## Quoted passage
----
Harwood’s approach is built on a three-tiered concept: civic faith, turning outward and how change happens.
He has spent more than three decades developing the idea of civic faith as “a philosophy that holds that placing people, community and shared responsibility at the center of our shared lives will create a more hopeful society.”
Turning outward requires a shift in thinking. “Too many leaders and organizations are turned inward, focused—often unintentionally—on themselves and their organizations at the expense of their communities.”
Harwood also believe that how change happens is equally important.
“Over the past 30 years, we’ve learned that how we work together is as important as what we do. Embracing the latest fad, simply spending huge sums of money, or taking one-size fits-all approaches will not help society create the change people seek or re-invigorate civic faith.”
His recent visit to the Bluegrass State was about assessing progress of the grassroots work being done in Winchester but also sharing his principles that can make a difference elsewhere.
“We live, as you know, in divided times. We are polarized as a people. We are at each other’s throats all too often. Too many of us are hunkered down and have retreated from one another and have turned our backs on one another and are pointing fingers at one another. And it seems to me that we have a choice: Will we accept what’s happening in our country — or not?” he said. “And I’m here to say tonight, as clearly and as forcefully as I possibly can, we do not need to accept what’s happening in our country today. That we can do better, that we can be better, that we have an opportunity to bring out the best in ourselves, the best of ourselves, which is doing.
----
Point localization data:
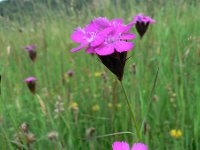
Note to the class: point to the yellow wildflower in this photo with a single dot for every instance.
(95, 108)
(110, 105)
(176, 133)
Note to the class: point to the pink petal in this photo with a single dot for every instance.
(139, 146)
(92, 27)
(79, 47)
(128, 36)
(105, 50)
(120, 146)
(98, 40)
(78, 35)
(122, 46)
(117, 21)
(101, 37)
(102, 22)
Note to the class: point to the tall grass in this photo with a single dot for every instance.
(172, 44)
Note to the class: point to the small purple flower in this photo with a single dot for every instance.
(70, 73)
(31, 50)
(142, 22)
(108, 40)
(124, 146)
(31, 83)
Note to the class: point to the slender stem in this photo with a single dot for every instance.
(132, 114)
(150, 98)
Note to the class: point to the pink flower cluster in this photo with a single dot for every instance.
(124, 146)
(104, 37)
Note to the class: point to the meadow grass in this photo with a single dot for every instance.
(91, 101)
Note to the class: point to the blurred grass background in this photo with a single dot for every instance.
(75, 106)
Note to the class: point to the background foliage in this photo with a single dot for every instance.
(90, 101)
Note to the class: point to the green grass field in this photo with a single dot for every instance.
(88, 111)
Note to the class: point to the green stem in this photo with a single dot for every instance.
(132, 114)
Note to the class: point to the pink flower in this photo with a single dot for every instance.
(31, 83)
(142, 22)
(124, 146)
(103, 37)
(143, 18)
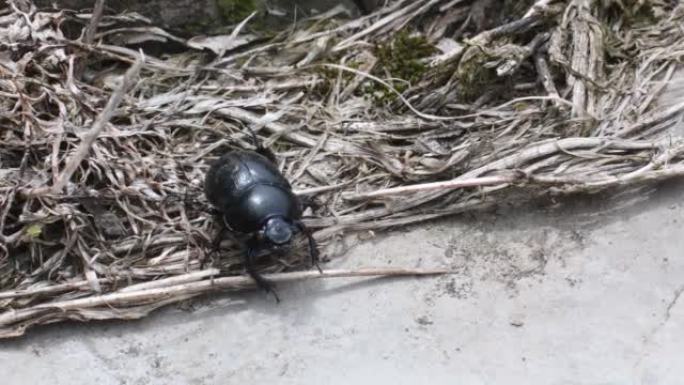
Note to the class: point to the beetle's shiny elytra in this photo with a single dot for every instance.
(255, 198)
(248, 189)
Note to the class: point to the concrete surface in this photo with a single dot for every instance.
(575, 294)
(584, 293)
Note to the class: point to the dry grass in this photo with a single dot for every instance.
(103, 150)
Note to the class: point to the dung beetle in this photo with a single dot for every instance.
(256, 200)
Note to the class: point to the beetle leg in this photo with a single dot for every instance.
(215, 245)
(260, 280)
(313, 247)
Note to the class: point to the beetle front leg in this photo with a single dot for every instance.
(215, 245)
(262, 282)
(313, 247)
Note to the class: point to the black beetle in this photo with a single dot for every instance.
(255, 199)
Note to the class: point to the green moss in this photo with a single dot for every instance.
(401, 60)
(472, 74)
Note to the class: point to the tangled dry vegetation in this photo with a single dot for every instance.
(419, 110)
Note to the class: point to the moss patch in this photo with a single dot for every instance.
(401, 60)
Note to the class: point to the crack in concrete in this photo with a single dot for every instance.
(649, 338)
(672, 303)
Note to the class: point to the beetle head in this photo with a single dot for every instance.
(278, 231)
----
## Exercises to complete
[a] In the passage about Harwood's approach, what are the three tiers of his concept?
[b] Write a few sentences that carry on the passage about Harwood's civic faith, starting after its final sentence.

## Numbered responses
[a] Civic faith, turning outward and how change happens.

[b]
“… To take on what I believe is the greatest challenge in America today, and there are lots of issues that I’m going to talk about that are important, but I believe the greatest issue this country faces is whether or not we will believe in ourselves and one another; that we can come together and get things done.”
Harwood went on to explain that we have to move past the differences and the divides.
“When I came to Winchester and Clark County, what I heard was people saying we just focus on our problems. We focus on those things that haven’t been solved. And then we create these grand plans to solve them; and nothing happens,” he said. “And you and I both know that when we focus just on our problems, people want to know why those problems haven’t been solved and they then want to know who is responsible for solving them and then want to know who the heck to blame because they aren’t solved. That just takes us down the toxic road of discourse that we have been stuck on in this country and this community for too long. …”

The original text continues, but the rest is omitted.